═════ Text section

The Little Million are the world’s first hyperlink band; a band ergonomically designed for the 2010s, streamed and interwebbed for the Net Generation. They take the DIY art-rock craft of The Maccabees and Good Shoes to its up-to-the-minute technological conclusion. Click on their website and you’re immersed in a TV network complete with their own biography, news and interview channels and red button links to ‘remote content’; a similar system is also live on Youtube. Check out their press snaps and they’re strung up in shooting ranges like hanging targets in post-post-post-modern statements on the disposability of the rock band. And watch their viral video for first single ‘You And Me Against The Universe’ and you’re thrown into one of the very first examples of a Choose Your Own Adventure video at the cutting edge of internet streaming possibilities.

══════════

#### Aim of the task:
Carry the piece on The Little Million forward from its last sentence. The material plays no part in this and can be set aside.

═════ Stored data

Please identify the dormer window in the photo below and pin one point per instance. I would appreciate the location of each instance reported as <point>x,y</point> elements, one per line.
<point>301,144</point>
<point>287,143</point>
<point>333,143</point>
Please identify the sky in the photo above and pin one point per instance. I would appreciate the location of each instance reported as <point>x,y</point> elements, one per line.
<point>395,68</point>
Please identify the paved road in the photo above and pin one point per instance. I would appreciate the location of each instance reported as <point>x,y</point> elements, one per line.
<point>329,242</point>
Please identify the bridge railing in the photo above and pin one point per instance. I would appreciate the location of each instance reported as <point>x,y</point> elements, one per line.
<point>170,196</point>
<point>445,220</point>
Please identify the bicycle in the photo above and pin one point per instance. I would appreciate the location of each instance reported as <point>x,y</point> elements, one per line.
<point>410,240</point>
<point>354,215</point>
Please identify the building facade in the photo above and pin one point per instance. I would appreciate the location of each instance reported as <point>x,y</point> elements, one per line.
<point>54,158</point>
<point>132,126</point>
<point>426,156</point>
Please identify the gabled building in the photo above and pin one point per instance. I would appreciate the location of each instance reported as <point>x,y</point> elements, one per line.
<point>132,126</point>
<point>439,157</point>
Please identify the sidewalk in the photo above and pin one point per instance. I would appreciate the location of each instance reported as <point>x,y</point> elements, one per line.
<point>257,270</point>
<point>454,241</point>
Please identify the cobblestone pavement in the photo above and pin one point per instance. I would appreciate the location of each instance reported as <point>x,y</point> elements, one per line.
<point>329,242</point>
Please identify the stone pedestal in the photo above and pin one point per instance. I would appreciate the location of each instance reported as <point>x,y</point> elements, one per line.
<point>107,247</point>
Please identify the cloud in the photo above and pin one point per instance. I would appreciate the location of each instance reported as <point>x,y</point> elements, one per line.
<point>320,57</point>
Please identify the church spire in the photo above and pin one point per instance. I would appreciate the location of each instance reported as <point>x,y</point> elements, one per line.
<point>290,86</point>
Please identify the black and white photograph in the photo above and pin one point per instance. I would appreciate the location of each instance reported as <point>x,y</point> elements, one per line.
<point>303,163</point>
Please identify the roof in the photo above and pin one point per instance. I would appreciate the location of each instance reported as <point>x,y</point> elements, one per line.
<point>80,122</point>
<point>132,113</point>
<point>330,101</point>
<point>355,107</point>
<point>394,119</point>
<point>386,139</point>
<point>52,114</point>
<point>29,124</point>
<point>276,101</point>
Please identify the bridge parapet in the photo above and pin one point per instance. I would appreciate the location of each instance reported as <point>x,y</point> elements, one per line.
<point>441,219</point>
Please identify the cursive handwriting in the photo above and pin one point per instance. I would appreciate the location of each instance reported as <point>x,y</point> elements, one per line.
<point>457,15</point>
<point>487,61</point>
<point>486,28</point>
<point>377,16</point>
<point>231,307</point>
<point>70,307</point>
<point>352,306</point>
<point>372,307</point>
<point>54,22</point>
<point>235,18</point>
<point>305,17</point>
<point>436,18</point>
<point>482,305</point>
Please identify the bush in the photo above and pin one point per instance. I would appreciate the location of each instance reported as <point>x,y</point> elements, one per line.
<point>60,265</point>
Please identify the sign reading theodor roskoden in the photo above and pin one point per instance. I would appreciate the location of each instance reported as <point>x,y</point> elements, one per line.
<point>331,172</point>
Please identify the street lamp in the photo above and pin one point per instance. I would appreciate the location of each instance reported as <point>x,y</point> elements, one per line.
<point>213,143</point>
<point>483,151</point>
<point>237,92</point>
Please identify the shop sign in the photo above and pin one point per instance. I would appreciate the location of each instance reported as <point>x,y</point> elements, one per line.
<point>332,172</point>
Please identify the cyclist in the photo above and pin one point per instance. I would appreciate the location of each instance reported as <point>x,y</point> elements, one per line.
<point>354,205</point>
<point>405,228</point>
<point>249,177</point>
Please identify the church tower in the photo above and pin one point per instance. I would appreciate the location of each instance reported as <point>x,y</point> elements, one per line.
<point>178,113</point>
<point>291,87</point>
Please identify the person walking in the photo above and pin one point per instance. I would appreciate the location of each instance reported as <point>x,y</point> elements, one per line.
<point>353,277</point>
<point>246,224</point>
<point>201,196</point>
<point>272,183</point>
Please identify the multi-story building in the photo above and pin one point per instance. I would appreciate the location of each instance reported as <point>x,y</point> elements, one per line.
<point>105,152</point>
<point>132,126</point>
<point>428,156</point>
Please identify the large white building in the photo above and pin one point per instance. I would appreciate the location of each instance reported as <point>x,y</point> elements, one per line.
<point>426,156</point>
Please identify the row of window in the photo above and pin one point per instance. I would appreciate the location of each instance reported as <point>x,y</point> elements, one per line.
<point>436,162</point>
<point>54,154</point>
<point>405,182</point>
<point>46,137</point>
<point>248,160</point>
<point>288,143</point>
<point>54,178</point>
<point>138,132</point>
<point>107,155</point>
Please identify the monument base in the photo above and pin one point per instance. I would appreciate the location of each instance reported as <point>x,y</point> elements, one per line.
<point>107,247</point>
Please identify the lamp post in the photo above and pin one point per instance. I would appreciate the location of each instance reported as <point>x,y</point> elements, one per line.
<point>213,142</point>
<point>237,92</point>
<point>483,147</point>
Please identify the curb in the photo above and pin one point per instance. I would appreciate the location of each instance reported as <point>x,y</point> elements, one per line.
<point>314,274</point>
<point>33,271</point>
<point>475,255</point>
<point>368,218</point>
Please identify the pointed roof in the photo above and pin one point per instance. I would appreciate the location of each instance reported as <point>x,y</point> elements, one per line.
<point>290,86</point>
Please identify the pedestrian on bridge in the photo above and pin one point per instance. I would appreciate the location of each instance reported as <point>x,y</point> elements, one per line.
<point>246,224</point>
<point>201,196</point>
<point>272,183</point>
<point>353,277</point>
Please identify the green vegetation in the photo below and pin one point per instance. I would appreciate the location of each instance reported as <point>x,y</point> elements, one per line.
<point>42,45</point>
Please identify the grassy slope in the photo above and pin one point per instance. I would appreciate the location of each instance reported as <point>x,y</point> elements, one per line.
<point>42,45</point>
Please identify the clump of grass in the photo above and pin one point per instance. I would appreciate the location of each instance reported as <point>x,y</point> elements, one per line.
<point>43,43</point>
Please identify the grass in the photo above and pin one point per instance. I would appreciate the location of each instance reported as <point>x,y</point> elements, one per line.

══════════

#### Reply to the task:
“It’s a story shot from first person and your decisions change the story,” says singer and guitarist Jim Pinder. “Up to the first chorus it’s a girl and a boy’s story mixed together, then you get to choose whether you follow the girl’s story or the boy’s story using the annotation buttons on Youtube. Then that splits off into two, then four and there’s eight different endings.”
Crucially, all of these ideas were conceived, designed, programmed, shot and edited by the band themselves. The Little Million, it turns out, are ‘hands on’ in the same way that Ronnie Wood is ‘unconcerned by the age gap’.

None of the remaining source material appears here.